Text excerpt:

Face it — from Robert Bork and Clarence Thomas to Amy Coney Barrett and Ketanji Brown Jackson, the big issue in modern Supreme Court confirmation hearings has been abortion.
When Jackson joins the court this summer, her most telling impact will be punching back against recent rulings by conservatives weakening abortion rights.
Thomas and Barrett are now the key players in the conservative majority expected to roll back — if not strike down — nearly 50 years of constitutional protection of abortion.
That decision is expected before Jackson is seated when the court rules on Dobbs v. Jackson Women’s Health Organization, a Mississippi case orchestrated by anti-abortion groups to allow the high court to upend Roe v. Wade.
For decades, Senate Republicans have hidden their nominees’ opposition to the court’s 1973 ruling in favor of abortion rights because overturning it is way out of step with public opinion.
To hear conservatives tell it, Jackson’s rough treatment by Republicans was payback for Senate Democrats’ treatment of Robert Bork in 1987 and Brett Kavanaugh in 2018.
The opposition to Bork was led by Sen. Ted Kennedy (D-Mass.). He famously declared that “Robert Bork’s America is a land in which women would be forced into back-alley abortions.”
In 2018, Sen. Susan Collins (R-Maine), a supporter of abortion rights, said Kavanaugh won her vote by pledging that “precedent on precedent” meant that, after nearly 50 years, the law protecting abortion was settled.

The data:

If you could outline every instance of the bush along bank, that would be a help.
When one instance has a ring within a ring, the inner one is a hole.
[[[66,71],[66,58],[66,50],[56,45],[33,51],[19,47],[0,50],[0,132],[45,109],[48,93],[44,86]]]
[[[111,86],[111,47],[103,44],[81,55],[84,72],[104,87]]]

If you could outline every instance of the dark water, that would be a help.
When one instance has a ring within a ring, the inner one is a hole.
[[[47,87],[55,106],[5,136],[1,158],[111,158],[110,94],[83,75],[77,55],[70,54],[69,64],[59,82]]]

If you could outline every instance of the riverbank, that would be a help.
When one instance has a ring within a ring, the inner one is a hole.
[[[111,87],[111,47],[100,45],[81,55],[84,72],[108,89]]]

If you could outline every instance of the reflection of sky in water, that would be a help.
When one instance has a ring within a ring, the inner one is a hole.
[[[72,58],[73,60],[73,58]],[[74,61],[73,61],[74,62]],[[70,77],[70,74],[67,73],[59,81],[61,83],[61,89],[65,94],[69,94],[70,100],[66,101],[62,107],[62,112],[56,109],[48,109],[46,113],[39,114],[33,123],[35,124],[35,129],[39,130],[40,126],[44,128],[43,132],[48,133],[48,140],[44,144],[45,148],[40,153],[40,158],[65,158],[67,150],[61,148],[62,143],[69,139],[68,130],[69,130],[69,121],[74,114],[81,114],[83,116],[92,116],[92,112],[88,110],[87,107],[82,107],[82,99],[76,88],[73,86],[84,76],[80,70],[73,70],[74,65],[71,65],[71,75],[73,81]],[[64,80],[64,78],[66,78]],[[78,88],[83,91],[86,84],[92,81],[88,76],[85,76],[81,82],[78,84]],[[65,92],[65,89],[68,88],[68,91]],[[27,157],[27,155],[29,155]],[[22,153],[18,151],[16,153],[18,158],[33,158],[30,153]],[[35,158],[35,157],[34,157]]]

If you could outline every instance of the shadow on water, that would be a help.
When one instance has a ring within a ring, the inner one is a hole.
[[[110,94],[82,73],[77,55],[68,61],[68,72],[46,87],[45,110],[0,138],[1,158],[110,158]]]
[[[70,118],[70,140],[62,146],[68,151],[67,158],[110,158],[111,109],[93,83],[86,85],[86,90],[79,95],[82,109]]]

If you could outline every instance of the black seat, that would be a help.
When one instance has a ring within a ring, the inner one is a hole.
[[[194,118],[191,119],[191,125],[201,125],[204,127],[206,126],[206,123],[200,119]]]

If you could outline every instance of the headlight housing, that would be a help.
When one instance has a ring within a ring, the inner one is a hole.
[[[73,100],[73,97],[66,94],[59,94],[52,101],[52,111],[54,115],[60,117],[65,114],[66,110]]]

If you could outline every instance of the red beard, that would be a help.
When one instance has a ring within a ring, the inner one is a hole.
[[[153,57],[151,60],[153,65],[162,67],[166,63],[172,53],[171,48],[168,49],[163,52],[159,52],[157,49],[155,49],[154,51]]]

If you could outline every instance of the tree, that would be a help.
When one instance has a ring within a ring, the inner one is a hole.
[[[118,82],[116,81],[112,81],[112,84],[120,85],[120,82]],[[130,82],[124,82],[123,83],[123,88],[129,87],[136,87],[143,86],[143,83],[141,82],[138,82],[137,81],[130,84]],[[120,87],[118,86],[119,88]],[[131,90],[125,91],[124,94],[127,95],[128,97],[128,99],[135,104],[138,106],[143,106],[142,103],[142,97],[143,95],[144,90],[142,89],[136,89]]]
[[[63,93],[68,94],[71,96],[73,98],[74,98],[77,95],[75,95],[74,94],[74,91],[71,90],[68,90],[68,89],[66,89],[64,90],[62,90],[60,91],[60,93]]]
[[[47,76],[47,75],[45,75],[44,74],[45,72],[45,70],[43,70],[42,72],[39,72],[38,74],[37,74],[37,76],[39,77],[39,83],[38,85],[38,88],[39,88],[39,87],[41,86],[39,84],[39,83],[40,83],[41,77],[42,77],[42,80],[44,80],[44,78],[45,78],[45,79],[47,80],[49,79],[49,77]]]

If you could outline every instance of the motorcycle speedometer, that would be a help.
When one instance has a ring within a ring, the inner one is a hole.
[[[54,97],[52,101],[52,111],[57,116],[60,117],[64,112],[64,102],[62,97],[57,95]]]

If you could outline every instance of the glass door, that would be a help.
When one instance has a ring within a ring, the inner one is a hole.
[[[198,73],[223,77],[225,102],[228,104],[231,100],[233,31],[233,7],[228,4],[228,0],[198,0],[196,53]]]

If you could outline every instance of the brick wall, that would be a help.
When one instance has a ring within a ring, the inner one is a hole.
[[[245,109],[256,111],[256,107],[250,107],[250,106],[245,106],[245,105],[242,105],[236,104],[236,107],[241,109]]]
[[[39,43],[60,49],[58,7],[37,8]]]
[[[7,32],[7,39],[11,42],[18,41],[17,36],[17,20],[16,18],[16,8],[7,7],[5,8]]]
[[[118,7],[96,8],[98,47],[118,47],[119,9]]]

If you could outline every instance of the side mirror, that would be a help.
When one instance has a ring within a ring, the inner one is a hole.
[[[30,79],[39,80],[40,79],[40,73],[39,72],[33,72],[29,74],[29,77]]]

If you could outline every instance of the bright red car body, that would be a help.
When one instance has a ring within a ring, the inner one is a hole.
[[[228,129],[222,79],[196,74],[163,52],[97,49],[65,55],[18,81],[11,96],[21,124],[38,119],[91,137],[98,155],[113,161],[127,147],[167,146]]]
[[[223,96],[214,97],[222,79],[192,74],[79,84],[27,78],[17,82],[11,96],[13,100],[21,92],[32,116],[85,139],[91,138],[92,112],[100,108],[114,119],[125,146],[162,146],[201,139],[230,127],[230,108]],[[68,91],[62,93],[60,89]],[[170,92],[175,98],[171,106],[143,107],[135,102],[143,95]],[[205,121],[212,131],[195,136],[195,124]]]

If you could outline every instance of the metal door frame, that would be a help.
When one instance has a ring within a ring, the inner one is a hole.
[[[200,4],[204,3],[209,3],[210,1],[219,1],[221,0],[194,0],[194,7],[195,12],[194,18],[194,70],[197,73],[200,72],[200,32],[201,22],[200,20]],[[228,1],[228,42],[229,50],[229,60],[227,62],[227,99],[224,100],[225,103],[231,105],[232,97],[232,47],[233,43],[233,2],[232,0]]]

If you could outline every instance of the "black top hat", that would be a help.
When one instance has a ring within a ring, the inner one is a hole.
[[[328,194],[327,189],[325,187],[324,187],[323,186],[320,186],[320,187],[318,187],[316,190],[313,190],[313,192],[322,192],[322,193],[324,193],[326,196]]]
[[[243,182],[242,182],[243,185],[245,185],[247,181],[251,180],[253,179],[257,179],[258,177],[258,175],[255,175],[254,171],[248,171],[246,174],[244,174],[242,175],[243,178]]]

Work to complete:
**a)** Please copy everything in the passage on abortion and Supreme Court confirmations from "Face it — from" down to "protection of abortion.".
**b)** According to the passage on abortion and Supreme Court confirmations, who led the opposition to Robert Bork?
**c)** Pick up the passage on abortion and Supreme Court confirmations after its final sentence and keep it going.

Expected results:
**a)**
Face it — from Robert Bork and Clarence Thomas to Amy Coney Barrett and Ketanji Brown Jackson, the big issue in modern Supreme Court confirmation hearings has been abortion.
When Jackson joins the court this summer, her most telling impact will be punching back against recent rulings by conservatives weakening abortion rights.
Thomas and Barrett are now the key players in the conservative majority expected to roll back — if not strike down — nearly 50 years of constitutional protection of abortion.

**b)** Sen. Ted Kennedy (D-Mass.).

**c)**
But Kavanaugh voted in 2021 to allow a Texas law to go into effect banning abortion after six weeks, with no exception for rape or incest.
When Barrett was nominated in 2020, Republicans dismissed concern about Republicans packing the court with justices intent on ending legal abortion.
But then it was revealed Barrett had signed a 2006 newspaper advertisement from a group that declared abortion to be “barbaric.”
When I covered Clarence Thomas’ confirmation hearings, I saw firsthand how the opposition to Thomas was largely driven by supporters of abortion rights.
It turns out the alarm was justified.
In 2019, Thomas called Roe a “notoriously incorrect” decision.
A Fox News poll published in January found 63 percent of voters believe that the Supreme Court should let the Court’s decision in Roe v. Wade stand. Only 31 percent of voters say it should be overturned.
Undoing Roe is also out of step with corporate America. Major companies are currently pushing back against the onslaught on abortion rights in Republican-majority state legislatures.
In the last few weeks, corporate heavy hitters including Apple, Citigroup and Yelp have announced they will cover travel costs for employees who must travel out of state to obtain abortions.
A ruling drastically weakening, if not overturning, abortion rights is sure to be a polarizing issue stirring up this year’s midterm elections. Expect plenty of Democratic ads to feature Barrett, Kavanaugh and Thomas as a reminder of the ongoing threat to those rights.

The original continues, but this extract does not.